Challenge
Your task is to write out exactly the lines from the line containing "Would you mind pointing to the sneaker" through the end of the records, inclusive at both ends.

* Begin Records provided *

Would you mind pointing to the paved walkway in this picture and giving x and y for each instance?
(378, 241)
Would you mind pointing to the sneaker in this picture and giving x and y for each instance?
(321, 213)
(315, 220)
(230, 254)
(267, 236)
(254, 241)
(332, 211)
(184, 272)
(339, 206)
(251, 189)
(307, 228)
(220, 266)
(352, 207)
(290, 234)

* End Records provided *

Output of the task
Would you mind pointing to the sneaker in this picture and giving x and y for each instance?
(321, 213)
(315, 220)
(230, 254)
(267, 236)
(254, 241)
(332, 211)
(184, 272)
(339, 206)
(251, 189)
(307, 228)
(220, 266)
(352, 207)
(290, 234)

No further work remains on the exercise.